[Your instructions]: Your output must match the data word for word, with every line included.

[Given entries]:
◇ ◇ ◇ ◇ ◇
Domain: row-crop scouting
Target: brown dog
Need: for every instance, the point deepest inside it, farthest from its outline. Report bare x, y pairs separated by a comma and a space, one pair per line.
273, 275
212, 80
◇ ◇ ◇ ◇ ◇
[Expected output]:
Domain: row-crop scouting
Target: brown dog
Need: for every instance, the point deepest inside it, farthest from its outline. Report bare x, y pairs separated by a comma and a space, one pair per line.
273, 275
212, 80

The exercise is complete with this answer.